С л о в а к а к с и г н а л ы не образуют никакой особой системы и в роли пусковых фонем полностью доступны многим животным…
С л о в а и р е ч ь к а к о т р а ж е н и е в н е ш н е г о м и р а в его статике (имена) и динамике действий и взаимодействий с субъектом (глаголы, суждения) действительно образуют систему, доступную и свойственную лишь человеку; но обозначать р е ч ь, достигшую этой ступени значения и развития, как с и г н а л ь н у ю систему, значит подменять ее одним из самых несущественных и рудиментарных ее проявлений».
Сегодня может кое-кому показаться, что пафос этих слов излишен, ведь представление о модели мира, формирующейся у человека и животных, стало общепризнанным («Животные приобретают внутреннюю модель внешнего мира, что позволяет им принимать правильные решения о поведении в разных и в том числе в новых условиях среды», «Сложное поведение собак, лошадей, обезьян опирается на внутреннюю картину мира, что рядом авторов обозначается как рассудочная деятельность», — читаем мы в советско-болгарской двухтомной монографии «Ленинская теория отражения в свете развития науки и практики»).
Но то сегодня. А ведь были времена, не так уж удаленные от момента появления статьи в «Вопросах психологии», когда утверждалось, что выдвинуть гипотезу о формировании модели мира в человеческом сознании — значило совершить «антипатриотический поступок, льющий воду на мельницу представителей идеалистического учения в области физиологии». Время разрешило спор. Оно сделало это самым убедительным образом — практикой.
...Природа порой жестоко обходится с родителями. У вполне нормальных людей рождается слепоглухонемой ребенок. В его распоряжении — только обонятельные, термические, тактильные да проприорецептивные сигналы. Этого хватает, чтобы приблизить ко рту палец, который так сладко сосать, ощутить тепло тела матери, а когда ее нет поблизости, почувствовать удар о что-нибудь твердое, потом еще, еще...

......

**Задание к упражнению**.
(a) Ответьте на вопросы по отрывку о речи и модели мира.
(i) Какие слова, по отрывку, отражают внешний мир в его статике?
(ii) Как называется монография, из которой приведены цитаты о внутренней модели мира у животных?
(iii) Какие сигналы есть в распоряжении слепоглухонемого ребенка?
(b) Объясните по отрывку о речи и модели мира, почему сегодня кому-то может показаться излишним пафос приведенных слов.
(c) Продолжите отрывок о речи и модели мира, начав сразу после его последнего предложения.

**Исходные материалы**.
......

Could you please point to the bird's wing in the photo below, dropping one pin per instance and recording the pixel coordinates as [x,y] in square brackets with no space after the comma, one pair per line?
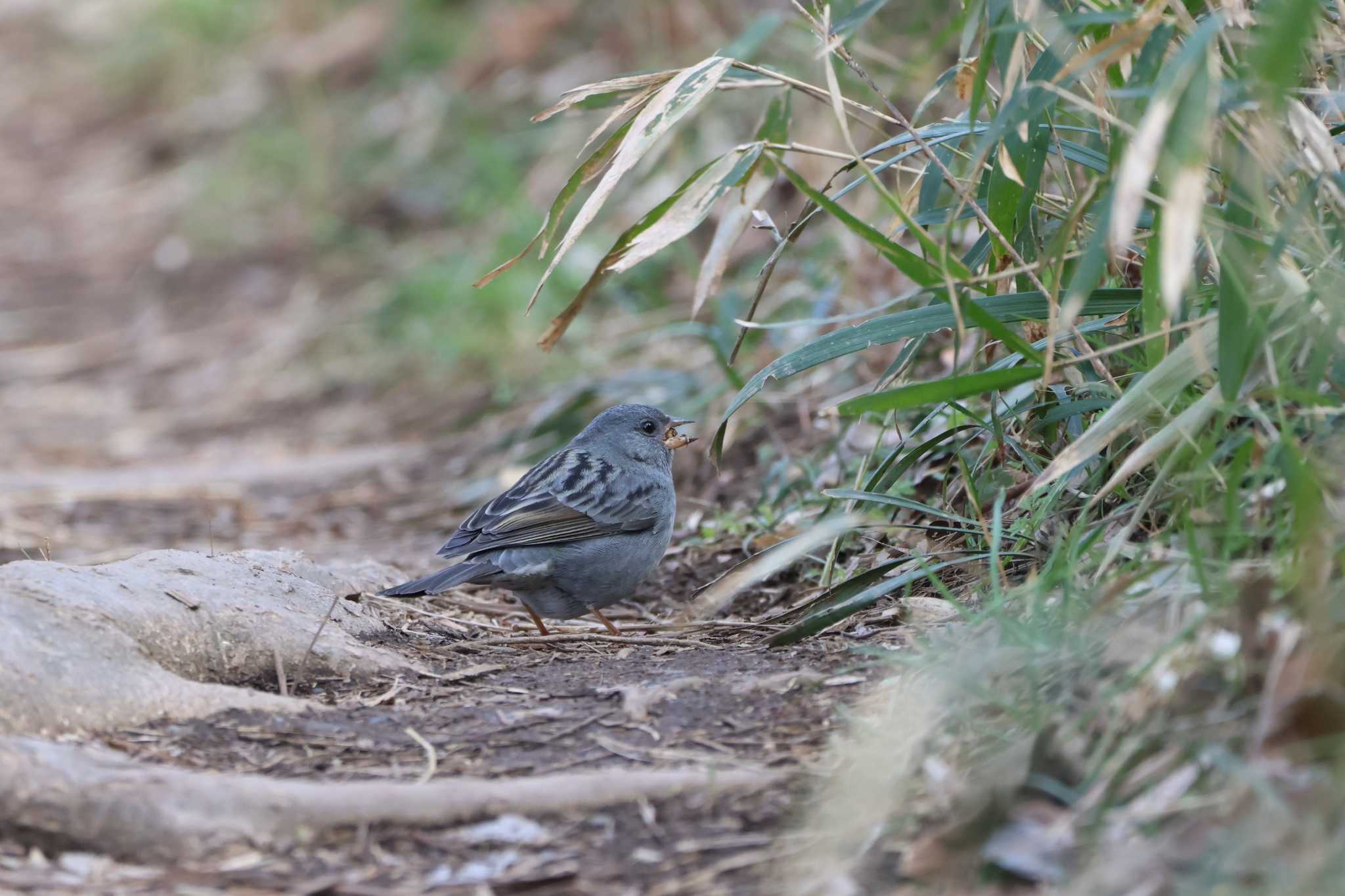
[567,498]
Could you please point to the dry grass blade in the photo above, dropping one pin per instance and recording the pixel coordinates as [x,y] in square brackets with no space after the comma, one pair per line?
[766,565]
[1181,427]
[665,109]
[1156,390]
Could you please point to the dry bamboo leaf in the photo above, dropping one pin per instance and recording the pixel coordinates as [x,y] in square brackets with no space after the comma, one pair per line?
[617,85]
[734,223]
[1180,233]
[688,210]
[682,93]
[1137,169]
[1156,390]
[621,112]
[1320,154]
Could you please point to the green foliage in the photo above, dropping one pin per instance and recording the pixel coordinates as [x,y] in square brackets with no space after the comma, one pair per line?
[1162,234]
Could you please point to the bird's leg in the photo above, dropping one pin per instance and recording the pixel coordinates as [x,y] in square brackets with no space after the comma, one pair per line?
[537,620]
[604,621]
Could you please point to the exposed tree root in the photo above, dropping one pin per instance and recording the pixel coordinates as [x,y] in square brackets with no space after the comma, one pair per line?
[165,633]
[65,797]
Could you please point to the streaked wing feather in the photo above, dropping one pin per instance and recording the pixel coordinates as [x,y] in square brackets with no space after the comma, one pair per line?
[563,499]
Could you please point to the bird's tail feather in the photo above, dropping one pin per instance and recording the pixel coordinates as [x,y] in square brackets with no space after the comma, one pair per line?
[441,581]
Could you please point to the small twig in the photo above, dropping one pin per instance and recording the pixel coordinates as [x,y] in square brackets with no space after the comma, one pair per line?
[280,673]
[577,637]
[185,601]
[303,666]
[431,759]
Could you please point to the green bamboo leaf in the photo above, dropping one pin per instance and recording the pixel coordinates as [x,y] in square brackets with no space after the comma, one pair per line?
[885,475]
[1277,56]
[604,92]
[1016,175]
[944,390]
[889,328]
[1074,409]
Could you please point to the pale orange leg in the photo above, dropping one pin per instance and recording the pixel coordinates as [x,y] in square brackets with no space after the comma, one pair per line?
[537,620]
[604,621]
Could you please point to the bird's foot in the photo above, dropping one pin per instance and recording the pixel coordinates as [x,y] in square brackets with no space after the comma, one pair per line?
[537,621]
[604,621]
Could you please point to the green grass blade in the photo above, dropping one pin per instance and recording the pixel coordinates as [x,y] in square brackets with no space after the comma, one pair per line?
[953,387]
[835,613]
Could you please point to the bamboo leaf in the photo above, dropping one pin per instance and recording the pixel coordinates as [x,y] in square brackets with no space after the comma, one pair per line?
[611,88]
[889,328]
[1277,56]
[944,390]
[584,174]
[667,222]
[1155,391]
[680,96]
[904,259]
[738,215]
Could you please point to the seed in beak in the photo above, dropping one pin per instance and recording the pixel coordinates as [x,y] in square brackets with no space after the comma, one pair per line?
[673,440]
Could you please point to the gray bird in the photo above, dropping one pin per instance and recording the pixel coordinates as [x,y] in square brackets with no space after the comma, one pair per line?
[581,528]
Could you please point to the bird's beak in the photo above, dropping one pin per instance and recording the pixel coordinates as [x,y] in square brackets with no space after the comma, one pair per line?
[673,440]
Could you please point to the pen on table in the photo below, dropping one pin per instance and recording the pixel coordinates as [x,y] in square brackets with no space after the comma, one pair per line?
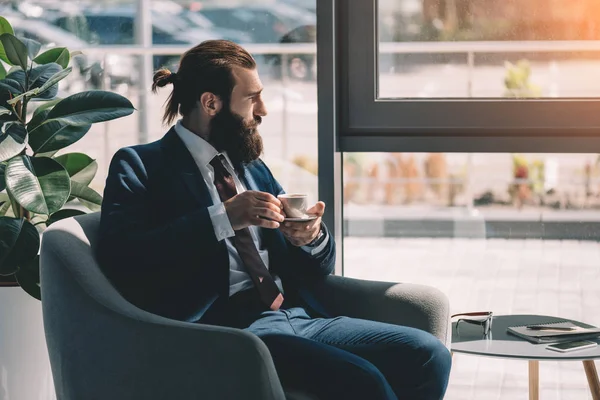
[551,328]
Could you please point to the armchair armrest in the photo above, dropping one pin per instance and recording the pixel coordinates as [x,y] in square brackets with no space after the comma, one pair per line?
[418,306]
[102,347]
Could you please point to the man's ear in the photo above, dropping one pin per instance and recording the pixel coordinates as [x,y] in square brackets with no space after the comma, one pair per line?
[210,103]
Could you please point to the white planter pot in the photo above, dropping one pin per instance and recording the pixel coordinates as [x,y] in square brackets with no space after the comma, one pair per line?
[24,364]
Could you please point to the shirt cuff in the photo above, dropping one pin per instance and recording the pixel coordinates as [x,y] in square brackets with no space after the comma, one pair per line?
[220,220]
[312,250]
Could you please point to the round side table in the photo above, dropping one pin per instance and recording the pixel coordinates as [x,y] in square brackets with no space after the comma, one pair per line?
[501,344]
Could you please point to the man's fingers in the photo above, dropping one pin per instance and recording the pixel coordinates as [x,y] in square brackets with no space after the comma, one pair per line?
[265,223]
[270,206]
[318,209]
[267,197]
[269,214]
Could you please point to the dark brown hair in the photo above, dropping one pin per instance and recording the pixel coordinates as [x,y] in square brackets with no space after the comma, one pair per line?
[204,68]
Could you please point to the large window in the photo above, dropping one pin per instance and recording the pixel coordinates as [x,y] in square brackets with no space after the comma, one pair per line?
[433,71]
[469,143]
[508,233]
[280,36]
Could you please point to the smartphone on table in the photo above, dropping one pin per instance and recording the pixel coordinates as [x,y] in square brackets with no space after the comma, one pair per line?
[572,346]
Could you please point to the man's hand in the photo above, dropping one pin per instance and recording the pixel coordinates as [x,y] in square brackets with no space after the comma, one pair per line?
[254,208]
[302,233]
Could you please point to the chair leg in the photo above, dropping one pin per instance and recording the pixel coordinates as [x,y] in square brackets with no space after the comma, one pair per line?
[592,375]
[534,380]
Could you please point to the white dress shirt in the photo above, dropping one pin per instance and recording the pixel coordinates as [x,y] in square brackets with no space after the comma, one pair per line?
[203,152]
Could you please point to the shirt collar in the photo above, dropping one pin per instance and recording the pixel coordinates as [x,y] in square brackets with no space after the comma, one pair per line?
[202,151]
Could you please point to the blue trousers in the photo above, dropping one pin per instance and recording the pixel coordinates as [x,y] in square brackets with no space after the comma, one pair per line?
[348,358]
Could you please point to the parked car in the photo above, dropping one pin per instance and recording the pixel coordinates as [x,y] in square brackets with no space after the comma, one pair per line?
[273,23]
[86,66]
[116,26]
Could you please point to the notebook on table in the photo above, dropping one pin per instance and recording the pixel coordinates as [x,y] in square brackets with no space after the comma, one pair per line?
[549,335]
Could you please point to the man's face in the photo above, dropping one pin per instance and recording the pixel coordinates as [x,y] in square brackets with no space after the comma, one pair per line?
[234,128]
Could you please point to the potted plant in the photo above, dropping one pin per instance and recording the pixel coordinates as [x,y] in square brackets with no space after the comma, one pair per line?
[37,188]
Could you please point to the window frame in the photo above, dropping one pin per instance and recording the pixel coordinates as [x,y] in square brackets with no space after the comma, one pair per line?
[370,123]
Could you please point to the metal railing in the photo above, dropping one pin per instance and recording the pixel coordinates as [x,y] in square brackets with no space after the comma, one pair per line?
[285,50]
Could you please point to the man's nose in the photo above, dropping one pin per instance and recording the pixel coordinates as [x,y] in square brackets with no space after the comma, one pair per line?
[261,110]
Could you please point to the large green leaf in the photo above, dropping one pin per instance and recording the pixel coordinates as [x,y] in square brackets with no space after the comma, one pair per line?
[9,85]
[33,47]
[62,214]
[54,135]
[13,139]
[2,180]
[42,81]
[90,107]
[81,167]
[88,196]
[49,89]
[16,51]
[19,244]
[40,74]
[28,277]
[5,26]
[59,55]
[46,105]
[40,185]
[4,204]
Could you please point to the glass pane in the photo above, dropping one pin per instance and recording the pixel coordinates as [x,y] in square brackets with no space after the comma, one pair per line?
[508,233]
[290,129]
[471,48]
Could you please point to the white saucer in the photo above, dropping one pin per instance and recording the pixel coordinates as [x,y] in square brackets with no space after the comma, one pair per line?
[309,217]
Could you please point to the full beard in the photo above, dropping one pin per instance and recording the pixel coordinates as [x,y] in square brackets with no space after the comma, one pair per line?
[240,139]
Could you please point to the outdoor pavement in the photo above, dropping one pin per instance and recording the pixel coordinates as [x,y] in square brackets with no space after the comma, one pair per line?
[557,278]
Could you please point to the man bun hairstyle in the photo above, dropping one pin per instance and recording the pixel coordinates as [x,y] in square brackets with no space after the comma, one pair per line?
[206,67]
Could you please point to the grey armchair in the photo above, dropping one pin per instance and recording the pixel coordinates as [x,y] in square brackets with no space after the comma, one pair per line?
[102,347]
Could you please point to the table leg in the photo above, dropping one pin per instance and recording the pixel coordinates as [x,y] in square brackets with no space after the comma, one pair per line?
[534,380]
[592,375]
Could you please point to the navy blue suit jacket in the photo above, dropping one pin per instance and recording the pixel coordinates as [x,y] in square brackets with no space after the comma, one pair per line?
[157,243]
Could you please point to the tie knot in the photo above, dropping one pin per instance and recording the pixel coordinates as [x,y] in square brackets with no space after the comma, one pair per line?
[218,161]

......

**Ваши ответы**.
(a)
(i) Имена.
(ii) «Ленинская теория отражения в свете развития науки и практики» (советско-болгарская двухтомная монография).
(iii) Обонятельные, термические, тактильные и проприорецептивные.

(b) Сегодня представление о модели мира, которая формируется у человека и животных, стало общепризнанным. Поэтому пафос этих слов может кое-кому показаться излишним.

(c)
Попытки слепоглухонемого ребенка двигаться самостоятельно быстро замирают, их убивает боль. А движение — важнейший способ познания окружающего, без движений нет развития нормальной, человеческой психики. Иван Афанасьевич Соколянский и Александр Иванович Мещеряков, два друга, два психолога, два удивительных человека, осуществили то, что со стороны кажется невозможным: они научились «вручную», целенаправленно, извне формировать у лишенного самых важных органов чувств человека богатую модель окружающего мира, делать его полноправным членом человеческого сообщества!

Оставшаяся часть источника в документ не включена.